▸ **Problem description**
Count the lines of data below that include "wheel". Provide only the number.

▸ **Source data**
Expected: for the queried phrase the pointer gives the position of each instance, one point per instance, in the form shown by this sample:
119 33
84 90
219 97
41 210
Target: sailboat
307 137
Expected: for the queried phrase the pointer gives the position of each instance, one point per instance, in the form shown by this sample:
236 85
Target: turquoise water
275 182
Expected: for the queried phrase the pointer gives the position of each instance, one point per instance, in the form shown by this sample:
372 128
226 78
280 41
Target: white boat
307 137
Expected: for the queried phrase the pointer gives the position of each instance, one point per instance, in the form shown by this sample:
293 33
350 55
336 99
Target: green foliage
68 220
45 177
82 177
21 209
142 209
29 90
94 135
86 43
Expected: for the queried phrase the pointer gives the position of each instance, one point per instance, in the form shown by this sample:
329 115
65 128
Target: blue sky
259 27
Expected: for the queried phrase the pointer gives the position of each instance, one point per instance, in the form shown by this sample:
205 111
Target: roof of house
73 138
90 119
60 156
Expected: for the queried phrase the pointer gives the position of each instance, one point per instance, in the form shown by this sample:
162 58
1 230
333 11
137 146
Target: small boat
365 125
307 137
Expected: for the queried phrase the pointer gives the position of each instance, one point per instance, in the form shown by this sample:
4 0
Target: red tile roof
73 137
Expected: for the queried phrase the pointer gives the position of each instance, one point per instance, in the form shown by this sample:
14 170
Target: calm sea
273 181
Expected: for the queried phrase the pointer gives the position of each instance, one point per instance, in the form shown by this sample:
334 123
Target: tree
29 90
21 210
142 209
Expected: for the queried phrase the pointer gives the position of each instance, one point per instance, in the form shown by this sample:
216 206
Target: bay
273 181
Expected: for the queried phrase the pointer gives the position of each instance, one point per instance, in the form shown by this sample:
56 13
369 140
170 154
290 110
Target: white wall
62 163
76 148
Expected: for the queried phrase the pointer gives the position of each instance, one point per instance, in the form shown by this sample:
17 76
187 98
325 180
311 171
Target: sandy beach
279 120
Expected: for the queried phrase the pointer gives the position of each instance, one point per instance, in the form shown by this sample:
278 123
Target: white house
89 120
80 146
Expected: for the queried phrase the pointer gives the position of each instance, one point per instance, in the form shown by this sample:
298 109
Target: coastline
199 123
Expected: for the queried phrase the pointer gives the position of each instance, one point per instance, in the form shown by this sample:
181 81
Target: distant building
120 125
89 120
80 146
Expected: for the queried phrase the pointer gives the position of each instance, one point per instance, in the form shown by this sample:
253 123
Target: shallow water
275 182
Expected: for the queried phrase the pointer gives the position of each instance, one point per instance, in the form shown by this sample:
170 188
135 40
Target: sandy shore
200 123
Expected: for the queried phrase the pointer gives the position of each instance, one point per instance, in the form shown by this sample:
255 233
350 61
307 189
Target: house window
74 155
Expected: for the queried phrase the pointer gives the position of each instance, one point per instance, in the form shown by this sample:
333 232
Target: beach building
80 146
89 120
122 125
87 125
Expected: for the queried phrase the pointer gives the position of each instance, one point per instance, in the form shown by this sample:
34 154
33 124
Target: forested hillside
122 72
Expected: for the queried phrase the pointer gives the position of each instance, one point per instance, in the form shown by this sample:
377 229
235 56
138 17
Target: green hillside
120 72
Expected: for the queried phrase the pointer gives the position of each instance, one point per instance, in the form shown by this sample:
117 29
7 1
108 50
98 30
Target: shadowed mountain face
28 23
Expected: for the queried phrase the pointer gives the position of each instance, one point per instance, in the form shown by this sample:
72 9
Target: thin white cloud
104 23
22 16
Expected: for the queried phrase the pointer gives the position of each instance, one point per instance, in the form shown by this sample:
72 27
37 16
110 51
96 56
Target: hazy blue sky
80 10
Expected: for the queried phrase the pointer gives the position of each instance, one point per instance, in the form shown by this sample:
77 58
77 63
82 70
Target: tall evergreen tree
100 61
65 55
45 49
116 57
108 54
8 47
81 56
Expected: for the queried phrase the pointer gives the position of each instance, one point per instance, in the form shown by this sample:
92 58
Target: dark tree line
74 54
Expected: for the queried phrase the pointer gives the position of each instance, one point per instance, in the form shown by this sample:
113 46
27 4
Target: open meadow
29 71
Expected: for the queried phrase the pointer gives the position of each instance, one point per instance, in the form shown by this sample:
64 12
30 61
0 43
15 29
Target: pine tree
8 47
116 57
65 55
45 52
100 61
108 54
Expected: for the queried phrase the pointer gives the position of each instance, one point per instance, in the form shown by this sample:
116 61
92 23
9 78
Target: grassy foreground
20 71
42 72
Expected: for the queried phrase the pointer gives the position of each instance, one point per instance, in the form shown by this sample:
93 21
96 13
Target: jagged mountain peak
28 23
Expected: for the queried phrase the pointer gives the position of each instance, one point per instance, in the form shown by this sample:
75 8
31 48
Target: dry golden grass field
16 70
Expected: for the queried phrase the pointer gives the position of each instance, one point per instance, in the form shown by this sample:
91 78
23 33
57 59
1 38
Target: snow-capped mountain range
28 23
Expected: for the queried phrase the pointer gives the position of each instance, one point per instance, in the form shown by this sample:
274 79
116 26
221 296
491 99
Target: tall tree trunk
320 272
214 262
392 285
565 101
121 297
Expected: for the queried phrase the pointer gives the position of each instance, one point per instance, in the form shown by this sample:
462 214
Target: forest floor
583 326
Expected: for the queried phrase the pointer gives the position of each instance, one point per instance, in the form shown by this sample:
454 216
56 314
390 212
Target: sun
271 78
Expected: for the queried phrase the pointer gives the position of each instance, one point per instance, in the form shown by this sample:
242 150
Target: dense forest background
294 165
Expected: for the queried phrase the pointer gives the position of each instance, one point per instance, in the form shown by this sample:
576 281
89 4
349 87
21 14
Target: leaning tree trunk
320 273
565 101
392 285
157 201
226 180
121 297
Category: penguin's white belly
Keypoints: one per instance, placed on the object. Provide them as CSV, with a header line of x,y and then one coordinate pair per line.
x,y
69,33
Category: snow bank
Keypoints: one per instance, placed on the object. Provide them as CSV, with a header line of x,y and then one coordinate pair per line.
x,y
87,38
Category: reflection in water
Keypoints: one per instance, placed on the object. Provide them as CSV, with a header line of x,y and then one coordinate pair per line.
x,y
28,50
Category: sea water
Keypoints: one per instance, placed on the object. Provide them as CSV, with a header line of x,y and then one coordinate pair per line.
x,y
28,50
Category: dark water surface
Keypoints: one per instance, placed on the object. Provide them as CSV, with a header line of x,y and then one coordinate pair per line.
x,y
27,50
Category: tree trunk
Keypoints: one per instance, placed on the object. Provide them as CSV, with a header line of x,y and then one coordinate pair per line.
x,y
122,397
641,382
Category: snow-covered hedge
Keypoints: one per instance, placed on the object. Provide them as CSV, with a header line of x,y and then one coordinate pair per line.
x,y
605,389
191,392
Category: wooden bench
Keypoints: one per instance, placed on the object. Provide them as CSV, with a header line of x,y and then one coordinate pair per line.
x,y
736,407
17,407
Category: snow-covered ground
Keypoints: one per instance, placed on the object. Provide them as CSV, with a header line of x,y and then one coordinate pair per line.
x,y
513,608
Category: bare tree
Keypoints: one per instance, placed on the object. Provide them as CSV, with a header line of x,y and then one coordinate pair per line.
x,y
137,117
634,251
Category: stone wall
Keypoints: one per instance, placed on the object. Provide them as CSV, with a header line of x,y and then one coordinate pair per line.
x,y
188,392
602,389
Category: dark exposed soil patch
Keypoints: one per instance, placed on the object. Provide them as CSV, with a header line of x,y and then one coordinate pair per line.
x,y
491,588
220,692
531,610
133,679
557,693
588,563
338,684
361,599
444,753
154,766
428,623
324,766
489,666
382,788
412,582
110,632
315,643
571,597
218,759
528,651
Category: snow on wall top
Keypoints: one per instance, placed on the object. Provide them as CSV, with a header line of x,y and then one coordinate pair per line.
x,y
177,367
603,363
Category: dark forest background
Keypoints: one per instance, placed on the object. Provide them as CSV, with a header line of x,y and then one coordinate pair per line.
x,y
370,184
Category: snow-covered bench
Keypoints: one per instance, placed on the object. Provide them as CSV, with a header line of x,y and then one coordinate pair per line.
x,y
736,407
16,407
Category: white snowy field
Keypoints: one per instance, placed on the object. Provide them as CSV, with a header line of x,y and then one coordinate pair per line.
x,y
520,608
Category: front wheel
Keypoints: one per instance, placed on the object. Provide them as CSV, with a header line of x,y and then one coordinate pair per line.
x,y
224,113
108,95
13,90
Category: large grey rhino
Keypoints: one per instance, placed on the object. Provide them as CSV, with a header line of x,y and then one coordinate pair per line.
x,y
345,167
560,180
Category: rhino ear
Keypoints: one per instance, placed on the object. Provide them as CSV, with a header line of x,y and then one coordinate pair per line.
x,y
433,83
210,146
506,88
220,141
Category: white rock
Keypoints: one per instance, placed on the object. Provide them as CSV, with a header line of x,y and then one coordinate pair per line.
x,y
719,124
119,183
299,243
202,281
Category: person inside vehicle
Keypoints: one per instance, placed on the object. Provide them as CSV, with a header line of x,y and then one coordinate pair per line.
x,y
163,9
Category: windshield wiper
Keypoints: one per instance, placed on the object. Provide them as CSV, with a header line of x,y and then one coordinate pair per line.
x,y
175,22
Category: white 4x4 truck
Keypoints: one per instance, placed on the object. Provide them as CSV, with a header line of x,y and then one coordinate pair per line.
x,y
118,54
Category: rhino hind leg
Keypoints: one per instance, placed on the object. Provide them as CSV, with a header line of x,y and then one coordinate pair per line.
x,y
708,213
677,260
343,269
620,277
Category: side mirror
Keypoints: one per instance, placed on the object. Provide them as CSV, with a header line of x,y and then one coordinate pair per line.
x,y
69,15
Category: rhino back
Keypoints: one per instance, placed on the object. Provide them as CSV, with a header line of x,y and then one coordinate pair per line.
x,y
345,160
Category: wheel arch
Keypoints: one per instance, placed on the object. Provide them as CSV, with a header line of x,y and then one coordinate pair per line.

▸ **Response**
2